*** Page excerpt ***

Craig Wright talks simplified payment verification
When the Bitcoin concept was first developed, it was designed to be a peer-to-peer payment solution that would avoid constraints and restrictions tied to central bank-controlled fiat and conventional payment channels. It may have morphed since then into something a little different, at least by many cryptocurrency projects, but the core purpose of digital currency hasn’t changed. Dr. Craig Wright often writes on restoring the premise behind Bitcoin to its original form, citing examples from the Bitcoin white paper on how everything had been properly laid out right from the start. As Bitcoin SV (BSV) works to restore Bitcoin to its Genesis form, Wright has published a new article on how payments can be achieved simply, without all of the hassle that has since been integrated into blockchain transactions.
Simplified Payment Verification (SPV) was laid out in detail in the Bitcoin whitepaper. Wright had explained in that Bitcoin manual how payments could be easily verified without a full network node being needed, and says in his new paper, “Section 5 of the white paper defines nodes in Bitcoin; more critically, to be a node, you need to be mining transactions. SPV or simplified payment verification is a critical aspect of scaling Bitcoin. I thought it was rather clear and obvious when I released the white paper, but it seems that people have overlooked or misunderstood all of the different aspects.”
In a true peer-to-peer system, to which BTC and other crypto projects no longer belong, the transaction is a direct exchange between two entities, whether it be two people, a person and a business or a business and another business. A customer selects goods to purchase from a vendor, makes a payment directly to the vendor and the vendor then validates the transaction and sends it to the blockchain for clearing and settlement.
As it stands now, transactions have to be verified before being considered legitimate. That verification process typically requires six miners giving their approval of the transaction. However, this was never meant to be part of the process. Wright explains, “Users in the system are only required to maintain a copy of the block header to which they can compare transactions. At present, the block header is under 50 MB in size. Many image files can exceed such levels. A decade from now, the growth will only be linear.”
As Wright has repeatedly pointed out, Bitcoin was never designed to circumvent financial laws or procedures; it has always been meant to interact with existing structures and coexist with other payment options – at least until crypto is recognized as the next step in the economic evolutionary cycle. Just like there are steps in place with fiat transactions now to determine if there is any illicit activity, the same is possible with Bitcoin, without the need for the convoluted transaction processing that currently takes place.
Wright, as are many true Bitcoin believers, is still optimistic about Bitcoin’s future and sees a day when the realization is finally made regarding crypto’s true purpose. He asserts, “As governments, regulators, and law enforcement start to wake up and see the true design of Bitcoin, they will start to understand that it is a system that is friendly to law. It assists in the tracing of transactions, and provides a high level of privacy for the small cash like transfers whilst also being able to immutably record money laundering and crimes.”

*** End of Page excerpt ***
*** Provided data ***

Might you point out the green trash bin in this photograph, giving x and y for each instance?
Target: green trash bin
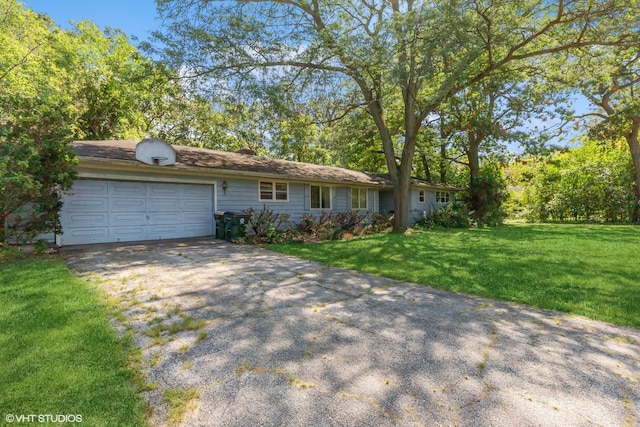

*** End of Provided data ***

#### [The task]
Set down the stretch of the simplified payment verification article above from "As Wright has" through "currently takes place.", keeping every word and mark unchanged.

#### [Task solution]
As Wright has repeatedly pointed out, Bitcoin was never designed to circumvent financial laws or procedures; it has always been meant to interact with existing structures and coexist with other payment options – at least until crypto is recognized as the next step in the economic evolutionary cycle. Just like there are steps in place with fiat transactions now to determine if there is any illicit activity, the same is possible with Bitcoin, without the need for the convoluted transaction processing that currently takes place.